:: Text excerpt

Tuesday, May 27, 2014

The Role of a Product Owner in Transitioning Organizations

So you are a product owner in an organization that wants to be agile but doesn't have the organizational infrastructure to enable and empower you.   The primary role of a product owner is to ensure product is delivered with the highest business value first within the shortest release horizon with the highest quality code.  To do this, the product owner must have the ability to negotiate with customers and stakeholders while continuously prioritizing the work consumed by product delivery teams.  If you have practiced 'real' agile, you understand that the role of the product owner is the most challenging to adopt in an organization undergoing an agile transformation.

The roadmap to a mature product owner role can be correlated with the agile adoption transitional stages learning, improving, sharing and innovating.

Learning Stage
In this stage, teams are barely forming, receiving training and coaching.  If teams can't demonstrate that they can execute agile practices, the transformation will fail.  The role of the product owner will not scale past the project level and this person maybe formerly have been a project manager, product manager or business analyst.   Simply prioritize the team's work and limit work in progress. Stop starting and start finishing tasks.

Improving
In this stage, teams are practicing all the fundamental agile ceremonies.  The role of the product owner might reach the program level and you can influence all functional areas by keeping everyone aware of the product vision and the roadmap to get there.  You still may not get to influence the priority of work intake but you can make business value goals visible to all. Talk about it hang up posters about it, your job is to simply make aware and elaborate.

Sharing
In this stage, many agile teams are stoodup and the pilot teams are sharing templates, meeting logistics, process documentation, tool configurations and other lessons learned.  Typically this means leadership members are convinced for at least one business unit and are more willing to provide for environments and cultures that agile practices thrive in.  The role of the product owner may even be at a director, VP or even C Level depending on the size of your organization.  This product owner may be able to control the portfolio of work and investment models. 

Innovating
In this stage, agile roles are scaled from the team to leadership levels, thus providing alignment from top to bottom by default.  The role of the product owner is setup to reach maximum potential by delivering products that can change the world, wipe out the competition and attract the best talent.

So you see, the role of the product owner has a place in every organization we just need to be patient with immature organizations and coach anyone that presents teaching moments.  

Sunday, March 16, 2014

When vertical user stories become not so vertical anymore

Vertical user stories imply that all necessary work in the database, service and UI layers will be testable and verified by the user.  In fact, any story written by an end-user is typically a perfect vertical story that will result in business value delivery.  So what is the big deal?  Most agile teams break their stories down into horizontal slices that independently provide no business value.  Vertical stories are keystone to reducing time market while tracing financial impact end to end, which is kind of the whole business case for investing in agile adoption in the first place.

::::
:: Data listing

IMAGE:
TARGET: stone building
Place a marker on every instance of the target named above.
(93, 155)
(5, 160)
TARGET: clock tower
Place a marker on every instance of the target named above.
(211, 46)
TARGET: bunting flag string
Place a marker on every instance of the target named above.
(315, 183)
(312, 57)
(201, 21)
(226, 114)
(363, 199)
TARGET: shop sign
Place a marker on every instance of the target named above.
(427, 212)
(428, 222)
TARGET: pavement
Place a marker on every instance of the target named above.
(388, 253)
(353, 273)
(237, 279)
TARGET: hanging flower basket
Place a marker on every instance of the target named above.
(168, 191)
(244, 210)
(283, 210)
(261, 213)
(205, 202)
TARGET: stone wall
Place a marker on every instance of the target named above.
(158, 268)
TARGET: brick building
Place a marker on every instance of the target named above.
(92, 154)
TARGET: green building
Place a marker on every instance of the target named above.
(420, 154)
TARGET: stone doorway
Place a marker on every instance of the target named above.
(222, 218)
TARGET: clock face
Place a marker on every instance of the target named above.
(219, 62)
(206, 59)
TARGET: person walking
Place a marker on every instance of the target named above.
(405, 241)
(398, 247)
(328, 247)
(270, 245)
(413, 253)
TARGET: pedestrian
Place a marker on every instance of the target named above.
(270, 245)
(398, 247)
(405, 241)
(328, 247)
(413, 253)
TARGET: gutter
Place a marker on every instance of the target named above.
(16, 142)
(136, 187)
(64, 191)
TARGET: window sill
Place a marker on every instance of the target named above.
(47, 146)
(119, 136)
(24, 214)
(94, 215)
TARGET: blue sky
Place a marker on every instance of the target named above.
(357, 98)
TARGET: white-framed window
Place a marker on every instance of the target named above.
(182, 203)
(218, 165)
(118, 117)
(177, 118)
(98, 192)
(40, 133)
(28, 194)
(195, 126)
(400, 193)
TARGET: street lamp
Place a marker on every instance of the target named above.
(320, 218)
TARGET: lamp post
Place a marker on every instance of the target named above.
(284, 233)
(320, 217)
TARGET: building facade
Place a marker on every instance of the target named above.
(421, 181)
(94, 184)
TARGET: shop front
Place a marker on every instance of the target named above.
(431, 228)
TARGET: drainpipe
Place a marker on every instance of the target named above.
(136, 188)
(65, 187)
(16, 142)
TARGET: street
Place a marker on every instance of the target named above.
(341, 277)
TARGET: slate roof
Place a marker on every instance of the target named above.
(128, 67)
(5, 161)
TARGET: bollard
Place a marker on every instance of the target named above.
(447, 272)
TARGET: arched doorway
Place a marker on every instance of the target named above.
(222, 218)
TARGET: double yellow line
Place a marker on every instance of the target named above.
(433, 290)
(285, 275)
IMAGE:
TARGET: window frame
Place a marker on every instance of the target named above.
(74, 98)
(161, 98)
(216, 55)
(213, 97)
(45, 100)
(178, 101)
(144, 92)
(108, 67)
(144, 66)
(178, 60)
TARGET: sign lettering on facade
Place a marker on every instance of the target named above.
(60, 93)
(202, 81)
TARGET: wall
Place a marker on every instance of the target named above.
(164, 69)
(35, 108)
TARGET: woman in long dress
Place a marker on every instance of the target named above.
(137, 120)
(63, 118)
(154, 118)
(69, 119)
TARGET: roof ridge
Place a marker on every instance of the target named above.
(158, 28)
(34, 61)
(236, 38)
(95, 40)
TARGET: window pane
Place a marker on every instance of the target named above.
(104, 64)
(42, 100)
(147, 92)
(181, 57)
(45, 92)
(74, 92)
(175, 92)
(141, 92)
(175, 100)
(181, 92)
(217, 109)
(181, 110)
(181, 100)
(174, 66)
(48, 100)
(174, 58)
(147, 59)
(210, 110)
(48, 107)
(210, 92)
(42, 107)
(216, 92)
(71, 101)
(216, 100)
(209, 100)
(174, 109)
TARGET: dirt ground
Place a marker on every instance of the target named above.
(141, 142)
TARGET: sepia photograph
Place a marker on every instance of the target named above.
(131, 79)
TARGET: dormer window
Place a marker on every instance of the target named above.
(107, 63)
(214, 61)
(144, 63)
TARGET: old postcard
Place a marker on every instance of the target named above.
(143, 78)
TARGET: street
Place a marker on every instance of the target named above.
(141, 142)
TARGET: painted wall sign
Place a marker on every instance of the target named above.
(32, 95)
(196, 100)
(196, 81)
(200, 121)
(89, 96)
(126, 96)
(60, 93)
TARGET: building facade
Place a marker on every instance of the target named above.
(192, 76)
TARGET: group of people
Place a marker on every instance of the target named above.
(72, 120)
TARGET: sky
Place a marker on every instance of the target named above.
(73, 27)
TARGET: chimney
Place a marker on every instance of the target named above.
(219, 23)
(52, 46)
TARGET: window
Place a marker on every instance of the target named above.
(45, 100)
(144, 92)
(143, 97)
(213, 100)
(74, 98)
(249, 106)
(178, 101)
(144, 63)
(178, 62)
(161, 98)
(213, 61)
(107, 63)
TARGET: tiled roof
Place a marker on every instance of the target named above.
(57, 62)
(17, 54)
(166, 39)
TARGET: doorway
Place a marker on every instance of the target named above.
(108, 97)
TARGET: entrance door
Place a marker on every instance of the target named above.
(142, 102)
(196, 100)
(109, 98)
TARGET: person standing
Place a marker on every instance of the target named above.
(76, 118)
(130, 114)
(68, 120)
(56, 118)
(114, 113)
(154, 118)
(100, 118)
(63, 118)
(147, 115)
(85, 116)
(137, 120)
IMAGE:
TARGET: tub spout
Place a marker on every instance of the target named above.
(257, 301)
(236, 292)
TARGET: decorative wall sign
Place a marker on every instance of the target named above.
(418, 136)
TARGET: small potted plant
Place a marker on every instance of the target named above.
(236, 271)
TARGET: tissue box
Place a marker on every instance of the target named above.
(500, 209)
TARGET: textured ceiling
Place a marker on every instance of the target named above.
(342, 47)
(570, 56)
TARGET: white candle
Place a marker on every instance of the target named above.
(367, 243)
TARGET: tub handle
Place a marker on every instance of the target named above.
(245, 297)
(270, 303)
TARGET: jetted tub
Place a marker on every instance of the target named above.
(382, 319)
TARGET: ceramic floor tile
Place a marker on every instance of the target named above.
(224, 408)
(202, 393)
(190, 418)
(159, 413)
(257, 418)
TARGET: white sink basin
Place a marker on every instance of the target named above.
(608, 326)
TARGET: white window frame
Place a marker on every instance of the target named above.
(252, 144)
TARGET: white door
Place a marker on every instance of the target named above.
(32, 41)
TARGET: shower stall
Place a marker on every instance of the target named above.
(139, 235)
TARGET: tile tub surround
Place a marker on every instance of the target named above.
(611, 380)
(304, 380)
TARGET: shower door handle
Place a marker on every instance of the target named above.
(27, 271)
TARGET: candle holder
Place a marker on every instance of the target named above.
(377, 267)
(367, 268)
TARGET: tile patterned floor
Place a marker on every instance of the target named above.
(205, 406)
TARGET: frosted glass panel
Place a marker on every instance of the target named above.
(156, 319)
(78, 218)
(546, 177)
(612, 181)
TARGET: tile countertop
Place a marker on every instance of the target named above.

::::

= Required work =
According to the blog excerpt, what are the agile adoption transitional stages that the roadmap to a mature product owner role can be correlated with? The entries are separate material and are unrelated to the blog excerpt.

= Response =
Learning, improving, sharing and innovating.